The suits in the mergers and acquisitions department at American Healthcare Systems must not be too excited with their purchase of Vista Medical Center East in Waukegan considering the bad news continuing to emerge from the city’s lone hospital.
The one-time Victory Memorial Hospital has become a public relations nightmare with a litany of unhealthy dealings since Glendale, California-based American Healthcare bought it in July 2023. The purchase, including assets and about $15 million in debt, was the third ownership change in just over five years.
With the buyout, corporation officials say they have invested more than $15 million in new state-of-the-art medical equipment. Yet, from recent events, money doesn’t seem to be helping the perception patients in Waukegan, North Chicago, Beach Park and Zion have toward the privately owned hospital.
Since the sale, state regulators revoked Vista’s Level II Trauma Center status last February, which caused Lake County officials to question American Health’s financial and community commitment. Illinois Department of Public Health officials said the hospital lacked essential medical services to be a Level II trauma facility, as well as a blood bank and a full-time trauma coordinator.

Data extract.
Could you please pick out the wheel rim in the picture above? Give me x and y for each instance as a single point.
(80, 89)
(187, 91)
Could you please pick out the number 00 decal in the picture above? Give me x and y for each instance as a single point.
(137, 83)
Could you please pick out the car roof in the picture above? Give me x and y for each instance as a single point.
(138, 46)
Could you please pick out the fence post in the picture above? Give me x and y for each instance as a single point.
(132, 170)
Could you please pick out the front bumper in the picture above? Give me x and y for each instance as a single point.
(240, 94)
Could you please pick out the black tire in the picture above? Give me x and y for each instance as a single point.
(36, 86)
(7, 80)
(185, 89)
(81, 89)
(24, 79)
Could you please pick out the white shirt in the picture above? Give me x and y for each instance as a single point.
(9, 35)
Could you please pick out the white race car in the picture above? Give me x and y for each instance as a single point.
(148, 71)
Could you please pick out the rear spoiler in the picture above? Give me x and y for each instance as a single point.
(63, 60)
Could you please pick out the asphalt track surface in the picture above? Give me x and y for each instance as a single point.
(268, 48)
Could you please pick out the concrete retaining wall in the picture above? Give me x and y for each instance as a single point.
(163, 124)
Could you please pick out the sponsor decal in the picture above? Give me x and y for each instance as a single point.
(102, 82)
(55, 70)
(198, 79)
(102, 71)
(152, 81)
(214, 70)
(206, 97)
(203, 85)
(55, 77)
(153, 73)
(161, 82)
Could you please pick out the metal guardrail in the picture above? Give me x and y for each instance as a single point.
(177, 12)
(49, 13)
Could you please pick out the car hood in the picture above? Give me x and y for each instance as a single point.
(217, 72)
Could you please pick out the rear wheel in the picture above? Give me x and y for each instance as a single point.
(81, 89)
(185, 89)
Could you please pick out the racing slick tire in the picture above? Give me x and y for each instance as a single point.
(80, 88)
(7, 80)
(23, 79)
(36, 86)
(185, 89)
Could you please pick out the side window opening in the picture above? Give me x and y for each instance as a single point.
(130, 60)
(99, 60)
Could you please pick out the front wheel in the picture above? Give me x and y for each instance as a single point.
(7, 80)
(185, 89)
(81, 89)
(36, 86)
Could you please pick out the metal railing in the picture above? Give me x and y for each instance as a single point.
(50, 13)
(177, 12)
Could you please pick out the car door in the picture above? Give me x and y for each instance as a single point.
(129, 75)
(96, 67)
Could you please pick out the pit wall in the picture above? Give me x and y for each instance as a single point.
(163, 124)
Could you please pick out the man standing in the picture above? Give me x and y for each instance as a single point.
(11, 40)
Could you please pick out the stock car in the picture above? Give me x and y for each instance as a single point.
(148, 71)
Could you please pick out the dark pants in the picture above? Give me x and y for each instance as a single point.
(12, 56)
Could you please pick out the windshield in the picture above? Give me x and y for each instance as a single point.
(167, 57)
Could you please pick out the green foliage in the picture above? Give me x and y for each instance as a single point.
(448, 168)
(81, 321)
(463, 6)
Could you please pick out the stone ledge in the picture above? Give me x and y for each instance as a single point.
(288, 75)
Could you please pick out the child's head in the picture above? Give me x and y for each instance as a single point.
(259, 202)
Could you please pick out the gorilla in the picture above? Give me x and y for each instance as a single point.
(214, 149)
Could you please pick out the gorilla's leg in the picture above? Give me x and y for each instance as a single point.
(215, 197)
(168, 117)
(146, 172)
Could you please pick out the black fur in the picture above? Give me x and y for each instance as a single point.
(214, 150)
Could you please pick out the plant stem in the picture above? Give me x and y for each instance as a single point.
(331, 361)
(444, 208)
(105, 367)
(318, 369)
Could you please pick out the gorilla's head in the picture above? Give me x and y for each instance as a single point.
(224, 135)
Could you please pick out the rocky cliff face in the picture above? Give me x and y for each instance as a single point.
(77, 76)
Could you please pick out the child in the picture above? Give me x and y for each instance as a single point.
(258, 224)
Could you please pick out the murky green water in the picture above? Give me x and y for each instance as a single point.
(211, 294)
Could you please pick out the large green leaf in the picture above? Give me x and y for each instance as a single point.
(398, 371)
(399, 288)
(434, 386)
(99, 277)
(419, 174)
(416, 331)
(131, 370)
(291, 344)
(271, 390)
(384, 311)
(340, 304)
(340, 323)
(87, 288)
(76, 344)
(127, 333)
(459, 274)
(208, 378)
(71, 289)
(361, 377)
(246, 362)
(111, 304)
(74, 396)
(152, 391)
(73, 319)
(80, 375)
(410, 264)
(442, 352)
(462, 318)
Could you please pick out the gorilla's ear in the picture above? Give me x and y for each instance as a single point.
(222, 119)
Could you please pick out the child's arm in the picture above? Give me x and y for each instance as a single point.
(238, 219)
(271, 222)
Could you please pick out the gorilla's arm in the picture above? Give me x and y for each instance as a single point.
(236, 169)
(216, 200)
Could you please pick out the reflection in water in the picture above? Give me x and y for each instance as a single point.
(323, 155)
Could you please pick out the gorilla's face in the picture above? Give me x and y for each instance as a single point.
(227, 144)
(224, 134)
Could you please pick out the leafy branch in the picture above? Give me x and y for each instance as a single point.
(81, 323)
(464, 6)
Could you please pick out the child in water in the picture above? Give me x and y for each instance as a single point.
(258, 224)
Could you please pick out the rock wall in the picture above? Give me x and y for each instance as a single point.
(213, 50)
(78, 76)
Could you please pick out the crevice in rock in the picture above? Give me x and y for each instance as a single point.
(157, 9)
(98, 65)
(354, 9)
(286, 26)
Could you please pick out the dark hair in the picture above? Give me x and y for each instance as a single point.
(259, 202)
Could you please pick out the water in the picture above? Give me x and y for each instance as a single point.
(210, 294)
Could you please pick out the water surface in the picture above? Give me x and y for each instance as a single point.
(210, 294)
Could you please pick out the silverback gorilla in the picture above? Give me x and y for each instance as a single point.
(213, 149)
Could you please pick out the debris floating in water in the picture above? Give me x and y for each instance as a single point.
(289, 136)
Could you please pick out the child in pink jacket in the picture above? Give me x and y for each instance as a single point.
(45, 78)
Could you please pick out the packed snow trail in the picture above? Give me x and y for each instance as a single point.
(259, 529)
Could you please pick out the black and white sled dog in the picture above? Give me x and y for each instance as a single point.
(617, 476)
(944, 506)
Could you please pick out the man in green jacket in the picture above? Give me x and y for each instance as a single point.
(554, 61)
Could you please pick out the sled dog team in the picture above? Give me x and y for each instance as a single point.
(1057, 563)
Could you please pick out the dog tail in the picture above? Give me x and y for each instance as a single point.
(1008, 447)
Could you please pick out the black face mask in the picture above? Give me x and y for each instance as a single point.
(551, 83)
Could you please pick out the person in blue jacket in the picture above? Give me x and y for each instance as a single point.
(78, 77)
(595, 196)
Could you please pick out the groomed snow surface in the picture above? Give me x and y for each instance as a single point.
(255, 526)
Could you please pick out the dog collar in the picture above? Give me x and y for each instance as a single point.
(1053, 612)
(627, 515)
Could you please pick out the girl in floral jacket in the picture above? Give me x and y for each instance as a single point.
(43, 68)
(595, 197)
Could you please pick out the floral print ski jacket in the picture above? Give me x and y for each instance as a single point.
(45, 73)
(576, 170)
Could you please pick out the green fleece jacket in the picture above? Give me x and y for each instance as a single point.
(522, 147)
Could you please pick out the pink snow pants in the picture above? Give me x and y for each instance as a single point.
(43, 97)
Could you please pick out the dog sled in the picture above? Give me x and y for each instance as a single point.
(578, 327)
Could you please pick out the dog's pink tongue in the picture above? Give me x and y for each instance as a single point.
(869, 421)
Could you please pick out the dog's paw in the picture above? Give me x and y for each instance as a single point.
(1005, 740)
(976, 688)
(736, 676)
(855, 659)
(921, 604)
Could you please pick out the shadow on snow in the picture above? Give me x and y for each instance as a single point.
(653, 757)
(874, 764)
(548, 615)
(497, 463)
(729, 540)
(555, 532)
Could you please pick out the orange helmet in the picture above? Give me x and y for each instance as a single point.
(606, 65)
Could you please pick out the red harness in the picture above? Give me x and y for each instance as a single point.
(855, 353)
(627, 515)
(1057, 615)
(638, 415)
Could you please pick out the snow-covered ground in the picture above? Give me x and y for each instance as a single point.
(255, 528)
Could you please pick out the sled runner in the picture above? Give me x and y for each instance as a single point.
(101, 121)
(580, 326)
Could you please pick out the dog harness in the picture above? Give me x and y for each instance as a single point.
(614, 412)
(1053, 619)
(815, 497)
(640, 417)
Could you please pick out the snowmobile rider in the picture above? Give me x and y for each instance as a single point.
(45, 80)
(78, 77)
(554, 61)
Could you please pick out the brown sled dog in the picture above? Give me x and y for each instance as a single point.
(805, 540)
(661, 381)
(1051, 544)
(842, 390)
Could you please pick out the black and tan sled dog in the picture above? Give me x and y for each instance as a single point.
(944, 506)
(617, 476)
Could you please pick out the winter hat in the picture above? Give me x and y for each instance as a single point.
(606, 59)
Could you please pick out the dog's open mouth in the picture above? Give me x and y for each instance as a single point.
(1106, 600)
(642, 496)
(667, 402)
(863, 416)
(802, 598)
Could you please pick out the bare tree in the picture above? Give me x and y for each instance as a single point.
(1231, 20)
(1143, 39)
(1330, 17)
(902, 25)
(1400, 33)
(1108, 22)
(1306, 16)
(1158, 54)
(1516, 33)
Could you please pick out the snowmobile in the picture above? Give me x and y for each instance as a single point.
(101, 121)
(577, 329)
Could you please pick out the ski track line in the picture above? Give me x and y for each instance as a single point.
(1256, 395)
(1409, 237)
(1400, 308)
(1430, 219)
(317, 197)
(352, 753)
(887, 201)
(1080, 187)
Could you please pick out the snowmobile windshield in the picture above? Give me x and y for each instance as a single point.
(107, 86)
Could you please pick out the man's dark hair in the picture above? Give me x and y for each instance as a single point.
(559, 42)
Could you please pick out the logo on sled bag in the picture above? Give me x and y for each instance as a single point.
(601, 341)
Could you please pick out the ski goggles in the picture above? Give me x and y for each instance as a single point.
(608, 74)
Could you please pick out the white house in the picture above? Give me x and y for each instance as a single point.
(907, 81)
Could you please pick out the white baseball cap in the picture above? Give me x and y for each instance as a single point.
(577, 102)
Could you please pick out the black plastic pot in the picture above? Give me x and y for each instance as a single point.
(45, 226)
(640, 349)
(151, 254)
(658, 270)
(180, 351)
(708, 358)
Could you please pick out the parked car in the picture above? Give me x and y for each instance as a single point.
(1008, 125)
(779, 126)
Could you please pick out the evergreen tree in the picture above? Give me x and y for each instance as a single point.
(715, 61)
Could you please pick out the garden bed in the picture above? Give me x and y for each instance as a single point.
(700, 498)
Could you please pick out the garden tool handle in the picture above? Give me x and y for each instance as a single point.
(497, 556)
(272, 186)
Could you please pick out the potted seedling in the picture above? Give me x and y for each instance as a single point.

Activity 1.
In the Vista Medical Center East article, when did American Healthcare Systems buy the hospital?
Activity 2.
Using the Vista Medical Center East article, explain why state regulators revoked the hospital's Level II Trauma Center status.
Activity 3.
Extend the Vista Medical Center East article past its final paragraph.
The listing is separate material, apart from the Vista Medical Center East article.

Exercise response 1.
In July 2023.

Exercise response 2.
Illinois Department of Public Health officials said the hospital lacked the essential medical services a Level II trauma facility needs. It also lacked a blood bank and a full-time trauma coordinator.

Exercise response 3.
The change meant ambulances could no longer transport patients needing immediate emergency care to Vista and was directed to transport them to other hospitals, such as Northwestern-Lake Forest Hospital or Advocate Condell Medical Center in Libertyville, Lake County’s main trauma center. The designation was reinstated about a month later.
For a while, several OB-GYN physicians jumped to other county hospitals to deliver their patients’ babies, although the doctors seem to have returned to Vista to continue the procedures. Lake County Coroner Jennifer Banek — a certified registered nurse anesthetist who has practiced at the hospital — has also raised previous concerns after she said medical professionals were leaving Vista because they had not been paid.
Then, earlier this month hospital officials announced they were furloughing nearly 70 non-medical personnel, nearly 9% of the hospital’s workforce. Officials said the action was a cost-cutting move, noting the hospital’s patient base is heavily uninsured or underinsured.
Now there is the latest incident at Vista, located at Sheridan Road and Glen Flora Avenue on the city’s Near North Side: The death of a Waukegan woman who was found last week on a roof of the hospital in below-freezing temperatures.
The circumstances surrounding the death preliminarily attributed to hypothermia of Chelsea Adolphus, 28, — who died about two days after checking herself into the hospital — remain hazy: Like how she got on the rooftop from her fifth-floor hospital room. Why did staff on her floor fail to determine she was missing for about seven hours until she was discovered on the roof in her medical gown? Why weren’t doors armed with alarms?
The family of Adolphus has demanded answers to some of those questions and more. They deserve them, as the community does, and those who may find themselves future patients at the hospital.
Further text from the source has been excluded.